## WHAT IS REQUIRED:
Before doing anything else, copy the entries below exactly.

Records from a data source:

↓↓↓

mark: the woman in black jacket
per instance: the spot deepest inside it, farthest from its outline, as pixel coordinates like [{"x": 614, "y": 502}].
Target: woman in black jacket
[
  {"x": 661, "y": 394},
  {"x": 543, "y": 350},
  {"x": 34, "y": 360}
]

↑↑↑

## ANSWER SECTION:
mark: the woman in black jacket
per instance: the spot deepest inside it, farthest from its outline, as pixel coordinates like [{"x": 614, "y": 502}].
Target: woman in black jacket
[
  {"x": 661, "y": 394},
  {"x": 543, "y": 350},
  {"x": 34, "y": 360}
]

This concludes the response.